• [PARTS OF THE EXERCISE]:
• 1. From the election debate article, translate this sentence into Spanish: "Usually party leaders restate their existing positions, get into some heated exchanges with their opponents and the campaign continues with essentially the same dynamic."
• 2. Update a passage of the election debate article: begin at the words that have "Usually party leaders", stop after "a new twist.", and replace "heated exchanges" with "tense exchanges".
• 3. Answer these from the election debate article:
(a) In what year did Brian Gallant take power?
(b) Which broadcaster held Wednesday night's debate?
(c) Which two positions did Higgs say Gallant offered him?

┌─ PROVIDED TEXT

Will Blaine Higgs's affidavit gambit change the direction of the election campaign?
Liberal Leader Brian Gallant says he met with Higgs in 2014 but did not offer him a cabinet post
Despite a few famous exceptions, most election debates don't actually offer a so-called "defining moment" that suddenly shifts the campaign in a new direction.
Usually party leaders restate their existing positions, get into some heated exchanges with their opponents and the campaign continues with essentially the same dynamic.
That's how Wednesday night's CBC debate was looking until the final minutes — when Progressive Conservative Leader Blaine Higgs injected a new twist.
Higgs said that Liberal Leader Brian Gallant, shortly after taking power in 2014, offered him two positions in his new government — finance minister, the same position Higgs held in David Alward's PC government, or deputy minister of finance, the top civil servant in the department.

└─
┌─ RECORD EXTRACTS

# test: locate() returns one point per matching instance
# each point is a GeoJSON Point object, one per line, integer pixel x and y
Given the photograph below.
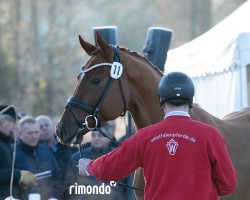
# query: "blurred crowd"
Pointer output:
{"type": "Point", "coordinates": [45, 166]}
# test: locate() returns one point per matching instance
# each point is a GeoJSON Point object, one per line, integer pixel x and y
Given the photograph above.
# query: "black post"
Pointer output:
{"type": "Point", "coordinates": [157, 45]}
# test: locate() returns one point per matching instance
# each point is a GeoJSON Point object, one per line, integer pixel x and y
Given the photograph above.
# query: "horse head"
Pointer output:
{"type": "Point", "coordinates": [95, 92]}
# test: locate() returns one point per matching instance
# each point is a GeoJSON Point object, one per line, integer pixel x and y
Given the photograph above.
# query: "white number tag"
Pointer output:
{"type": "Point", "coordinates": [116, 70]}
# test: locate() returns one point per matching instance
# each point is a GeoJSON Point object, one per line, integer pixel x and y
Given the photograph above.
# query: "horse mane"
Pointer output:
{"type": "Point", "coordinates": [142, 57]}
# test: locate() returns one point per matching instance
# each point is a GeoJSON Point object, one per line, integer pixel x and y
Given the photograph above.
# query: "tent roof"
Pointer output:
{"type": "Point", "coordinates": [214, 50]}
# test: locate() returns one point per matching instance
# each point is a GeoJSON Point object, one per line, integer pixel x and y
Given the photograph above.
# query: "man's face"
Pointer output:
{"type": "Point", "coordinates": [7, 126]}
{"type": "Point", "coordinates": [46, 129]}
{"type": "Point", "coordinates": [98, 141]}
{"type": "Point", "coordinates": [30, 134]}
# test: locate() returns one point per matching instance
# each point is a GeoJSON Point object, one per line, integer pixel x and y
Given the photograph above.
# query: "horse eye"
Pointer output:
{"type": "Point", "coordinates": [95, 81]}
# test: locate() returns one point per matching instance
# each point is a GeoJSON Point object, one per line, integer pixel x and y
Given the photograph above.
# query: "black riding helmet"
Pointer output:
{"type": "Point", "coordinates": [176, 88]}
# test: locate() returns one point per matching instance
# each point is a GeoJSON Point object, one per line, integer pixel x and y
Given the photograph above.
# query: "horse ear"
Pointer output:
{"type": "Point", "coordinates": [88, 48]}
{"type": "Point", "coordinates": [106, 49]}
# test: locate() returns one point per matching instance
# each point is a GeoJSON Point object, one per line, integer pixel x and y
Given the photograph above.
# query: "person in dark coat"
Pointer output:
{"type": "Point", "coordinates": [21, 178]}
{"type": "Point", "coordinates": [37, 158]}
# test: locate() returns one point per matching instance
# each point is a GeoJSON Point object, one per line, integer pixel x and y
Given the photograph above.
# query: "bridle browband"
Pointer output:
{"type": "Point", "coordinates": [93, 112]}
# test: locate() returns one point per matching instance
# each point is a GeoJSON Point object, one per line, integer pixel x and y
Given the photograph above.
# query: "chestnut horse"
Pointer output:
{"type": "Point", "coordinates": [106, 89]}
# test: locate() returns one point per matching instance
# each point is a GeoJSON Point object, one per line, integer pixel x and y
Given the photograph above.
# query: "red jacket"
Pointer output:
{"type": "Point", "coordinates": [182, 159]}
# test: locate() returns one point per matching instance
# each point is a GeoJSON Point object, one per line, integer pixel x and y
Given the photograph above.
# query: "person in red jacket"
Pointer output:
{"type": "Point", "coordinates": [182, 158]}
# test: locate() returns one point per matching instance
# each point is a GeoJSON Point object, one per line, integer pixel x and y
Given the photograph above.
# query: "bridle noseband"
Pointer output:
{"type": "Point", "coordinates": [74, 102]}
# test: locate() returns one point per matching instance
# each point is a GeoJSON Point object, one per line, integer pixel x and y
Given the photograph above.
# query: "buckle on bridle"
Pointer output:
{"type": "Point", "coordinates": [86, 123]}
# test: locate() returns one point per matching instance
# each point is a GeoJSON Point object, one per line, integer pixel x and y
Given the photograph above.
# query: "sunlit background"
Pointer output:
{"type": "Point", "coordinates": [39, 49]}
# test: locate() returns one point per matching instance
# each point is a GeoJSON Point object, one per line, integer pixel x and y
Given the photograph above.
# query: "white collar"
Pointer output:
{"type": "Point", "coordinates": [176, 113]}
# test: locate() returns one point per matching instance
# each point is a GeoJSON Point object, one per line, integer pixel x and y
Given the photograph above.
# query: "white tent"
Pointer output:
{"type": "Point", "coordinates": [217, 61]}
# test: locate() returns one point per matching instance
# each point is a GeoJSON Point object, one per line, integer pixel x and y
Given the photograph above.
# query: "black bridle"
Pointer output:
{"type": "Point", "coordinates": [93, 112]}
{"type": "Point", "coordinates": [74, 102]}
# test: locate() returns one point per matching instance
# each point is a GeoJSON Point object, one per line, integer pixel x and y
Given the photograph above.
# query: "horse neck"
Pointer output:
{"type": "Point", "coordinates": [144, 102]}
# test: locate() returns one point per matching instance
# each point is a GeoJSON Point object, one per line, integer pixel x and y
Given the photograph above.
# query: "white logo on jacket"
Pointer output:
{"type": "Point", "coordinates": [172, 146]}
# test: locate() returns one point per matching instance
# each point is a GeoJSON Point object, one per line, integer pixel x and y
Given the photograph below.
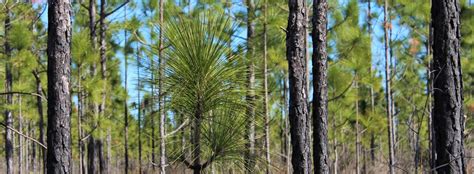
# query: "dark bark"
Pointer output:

└─

• [EXPECTED ANSWERS]:
• 1. Por lo general, los líderes de los partidos reiteran sus posiciones actuales, se enzarzan en algunos intercambios acalorados con sus oponentes y la campaña continúa esencialmente con la misma dinámica.

• 2.
Usually party leaders restate their existing positions, get into some tense exchanges with their opponents and the campaign continues with essentially the same dynamic.
That's how Wednesday night's CBC debate was looking until the final minutes — when Progressive Conservative Leader Blaine Higgs injected a new twist.

• 3.
(a) 2014
(b) CBC
(c) Finance minister or deputy minister of finance